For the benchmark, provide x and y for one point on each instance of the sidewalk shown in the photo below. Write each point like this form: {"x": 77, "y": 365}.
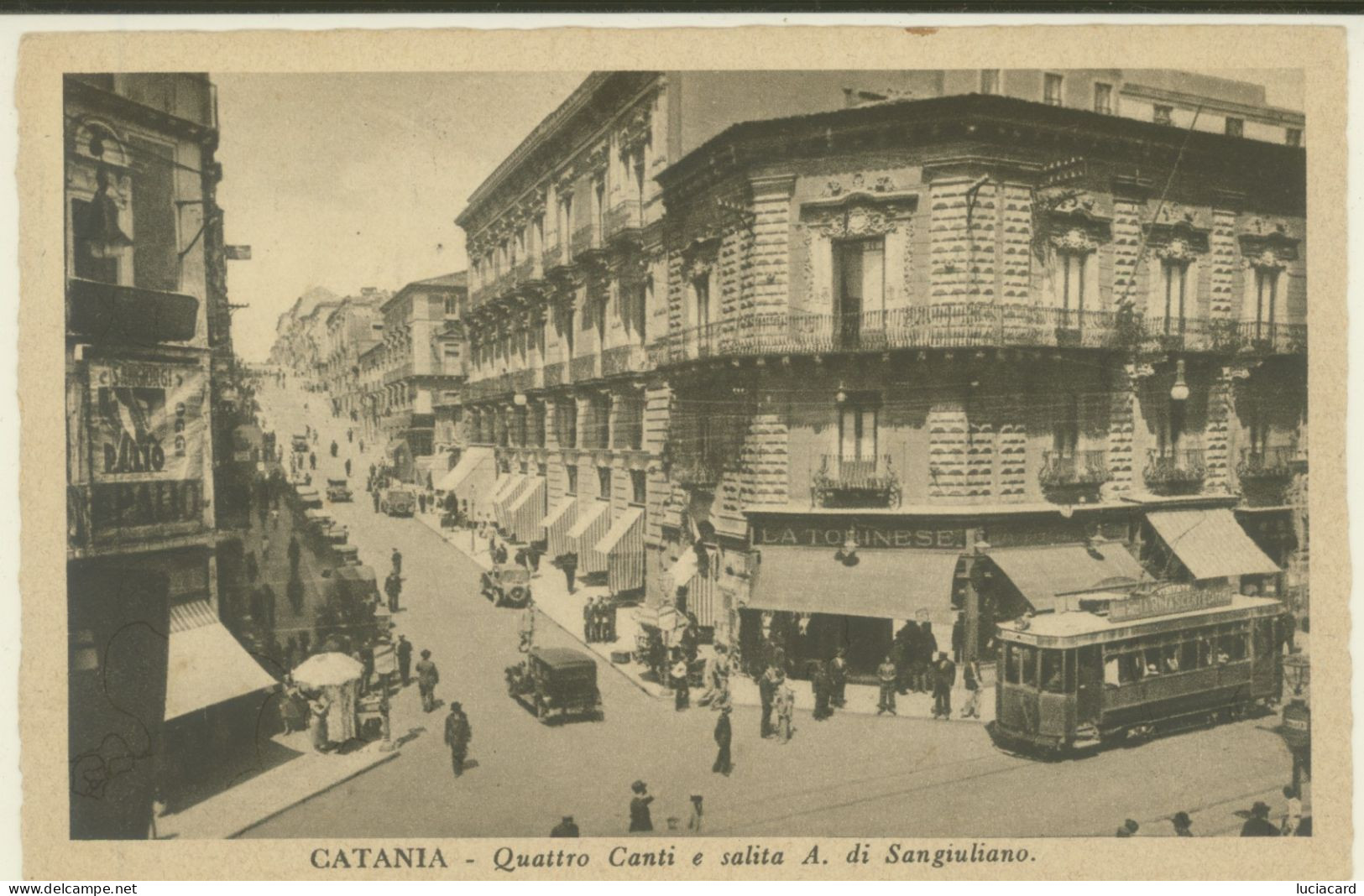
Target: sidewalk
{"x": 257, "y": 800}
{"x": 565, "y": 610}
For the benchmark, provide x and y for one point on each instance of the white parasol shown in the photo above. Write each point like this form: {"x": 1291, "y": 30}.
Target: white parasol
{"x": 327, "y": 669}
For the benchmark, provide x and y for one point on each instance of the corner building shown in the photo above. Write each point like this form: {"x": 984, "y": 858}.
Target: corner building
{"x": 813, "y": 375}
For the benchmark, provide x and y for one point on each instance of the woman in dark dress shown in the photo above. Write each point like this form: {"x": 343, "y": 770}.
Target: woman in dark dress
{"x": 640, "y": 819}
---
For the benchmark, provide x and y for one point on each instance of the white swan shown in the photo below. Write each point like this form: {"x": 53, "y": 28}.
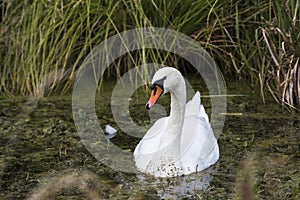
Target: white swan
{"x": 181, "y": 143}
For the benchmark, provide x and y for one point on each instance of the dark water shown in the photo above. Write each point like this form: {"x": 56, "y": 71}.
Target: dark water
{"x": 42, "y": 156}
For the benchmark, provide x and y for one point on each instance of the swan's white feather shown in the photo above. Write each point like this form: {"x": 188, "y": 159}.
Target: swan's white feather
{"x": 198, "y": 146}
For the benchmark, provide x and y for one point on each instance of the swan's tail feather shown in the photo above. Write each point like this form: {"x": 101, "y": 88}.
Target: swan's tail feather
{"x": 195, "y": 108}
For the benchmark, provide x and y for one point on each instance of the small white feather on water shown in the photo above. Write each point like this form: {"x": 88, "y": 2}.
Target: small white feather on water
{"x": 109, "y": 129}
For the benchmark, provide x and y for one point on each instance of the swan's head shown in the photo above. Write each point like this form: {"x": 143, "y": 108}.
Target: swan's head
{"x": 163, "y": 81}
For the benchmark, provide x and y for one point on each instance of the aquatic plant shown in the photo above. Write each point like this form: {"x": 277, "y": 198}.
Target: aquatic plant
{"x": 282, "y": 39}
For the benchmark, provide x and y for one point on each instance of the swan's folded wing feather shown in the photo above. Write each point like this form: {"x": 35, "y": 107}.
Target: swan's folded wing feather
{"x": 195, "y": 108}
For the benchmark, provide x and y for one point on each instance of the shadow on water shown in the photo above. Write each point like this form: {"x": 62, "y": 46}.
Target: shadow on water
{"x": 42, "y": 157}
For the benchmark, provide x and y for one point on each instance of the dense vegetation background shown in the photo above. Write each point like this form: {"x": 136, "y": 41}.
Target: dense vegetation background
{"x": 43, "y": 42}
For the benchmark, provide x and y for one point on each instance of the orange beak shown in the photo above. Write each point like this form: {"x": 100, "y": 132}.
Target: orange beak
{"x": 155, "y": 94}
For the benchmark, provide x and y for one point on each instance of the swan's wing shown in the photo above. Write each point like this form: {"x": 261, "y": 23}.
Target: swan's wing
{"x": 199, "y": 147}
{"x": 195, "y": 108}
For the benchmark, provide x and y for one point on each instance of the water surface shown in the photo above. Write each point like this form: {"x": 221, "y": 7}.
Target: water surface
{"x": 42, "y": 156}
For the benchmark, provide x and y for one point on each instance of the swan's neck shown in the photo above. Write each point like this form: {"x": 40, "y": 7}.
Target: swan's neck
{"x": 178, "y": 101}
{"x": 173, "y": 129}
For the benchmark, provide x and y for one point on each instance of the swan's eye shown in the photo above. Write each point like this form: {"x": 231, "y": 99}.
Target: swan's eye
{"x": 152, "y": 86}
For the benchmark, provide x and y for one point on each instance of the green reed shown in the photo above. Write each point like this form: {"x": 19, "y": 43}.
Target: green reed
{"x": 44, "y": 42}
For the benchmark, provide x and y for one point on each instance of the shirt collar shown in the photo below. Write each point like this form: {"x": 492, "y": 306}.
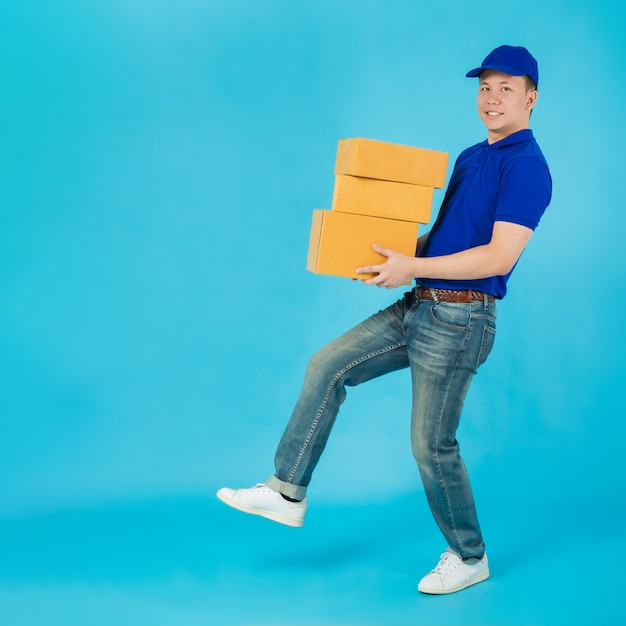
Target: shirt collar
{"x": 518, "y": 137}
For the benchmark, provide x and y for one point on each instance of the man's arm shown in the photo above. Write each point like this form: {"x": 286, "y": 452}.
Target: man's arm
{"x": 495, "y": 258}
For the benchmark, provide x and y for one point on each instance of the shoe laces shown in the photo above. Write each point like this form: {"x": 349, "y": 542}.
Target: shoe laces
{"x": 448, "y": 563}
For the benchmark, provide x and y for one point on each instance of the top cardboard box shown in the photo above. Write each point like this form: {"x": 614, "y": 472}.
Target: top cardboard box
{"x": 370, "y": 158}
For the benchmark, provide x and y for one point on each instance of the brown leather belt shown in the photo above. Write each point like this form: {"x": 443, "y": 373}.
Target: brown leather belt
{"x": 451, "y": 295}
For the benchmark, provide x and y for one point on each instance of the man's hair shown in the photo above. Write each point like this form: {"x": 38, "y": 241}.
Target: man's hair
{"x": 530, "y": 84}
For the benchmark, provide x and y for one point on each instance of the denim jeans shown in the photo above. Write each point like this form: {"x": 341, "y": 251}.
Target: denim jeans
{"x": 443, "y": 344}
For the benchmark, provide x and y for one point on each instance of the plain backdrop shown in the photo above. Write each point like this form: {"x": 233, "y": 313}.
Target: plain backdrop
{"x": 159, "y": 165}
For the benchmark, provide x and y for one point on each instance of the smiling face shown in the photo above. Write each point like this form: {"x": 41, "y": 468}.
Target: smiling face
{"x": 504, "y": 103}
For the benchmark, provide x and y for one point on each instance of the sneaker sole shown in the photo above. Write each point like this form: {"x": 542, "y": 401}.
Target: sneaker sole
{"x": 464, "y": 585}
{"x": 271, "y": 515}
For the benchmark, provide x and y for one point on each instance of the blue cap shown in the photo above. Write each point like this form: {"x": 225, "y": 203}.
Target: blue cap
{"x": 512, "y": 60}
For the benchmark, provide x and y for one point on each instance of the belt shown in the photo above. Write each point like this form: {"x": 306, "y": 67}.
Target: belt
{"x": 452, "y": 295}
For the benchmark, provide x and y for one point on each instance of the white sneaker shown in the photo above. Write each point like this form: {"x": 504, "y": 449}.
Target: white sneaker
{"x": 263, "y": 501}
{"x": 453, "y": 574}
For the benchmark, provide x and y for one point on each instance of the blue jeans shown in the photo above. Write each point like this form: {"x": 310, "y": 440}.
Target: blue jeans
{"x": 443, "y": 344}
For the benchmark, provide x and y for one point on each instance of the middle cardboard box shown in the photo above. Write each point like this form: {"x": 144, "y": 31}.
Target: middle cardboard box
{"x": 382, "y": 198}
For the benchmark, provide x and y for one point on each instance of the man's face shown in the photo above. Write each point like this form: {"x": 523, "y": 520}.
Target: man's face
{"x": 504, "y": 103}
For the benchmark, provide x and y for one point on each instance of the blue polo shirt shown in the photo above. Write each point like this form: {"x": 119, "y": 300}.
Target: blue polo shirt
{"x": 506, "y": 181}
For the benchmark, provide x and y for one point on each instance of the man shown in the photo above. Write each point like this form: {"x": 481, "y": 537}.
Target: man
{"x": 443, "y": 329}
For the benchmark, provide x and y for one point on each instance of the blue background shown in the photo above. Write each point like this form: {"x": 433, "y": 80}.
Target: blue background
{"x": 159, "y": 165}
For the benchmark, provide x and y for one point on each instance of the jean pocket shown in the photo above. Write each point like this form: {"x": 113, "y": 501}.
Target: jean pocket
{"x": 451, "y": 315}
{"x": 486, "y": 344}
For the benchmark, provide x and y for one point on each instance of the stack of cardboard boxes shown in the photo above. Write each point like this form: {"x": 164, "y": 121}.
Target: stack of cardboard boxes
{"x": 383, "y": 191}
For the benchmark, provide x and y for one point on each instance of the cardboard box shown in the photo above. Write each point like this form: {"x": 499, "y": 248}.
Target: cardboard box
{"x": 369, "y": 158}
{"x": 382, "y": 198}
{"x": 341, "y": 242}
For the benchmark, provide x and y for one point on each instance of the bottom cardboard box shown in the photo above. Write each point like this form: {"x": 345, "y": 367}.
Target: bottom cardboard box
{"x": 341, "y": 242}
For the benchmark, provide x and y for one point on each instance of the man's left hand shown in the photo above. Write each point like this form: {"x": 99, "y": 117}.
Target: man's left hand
---
State how many lines of the entries contain the word "below", where case counts. Give the number and nothing else.

3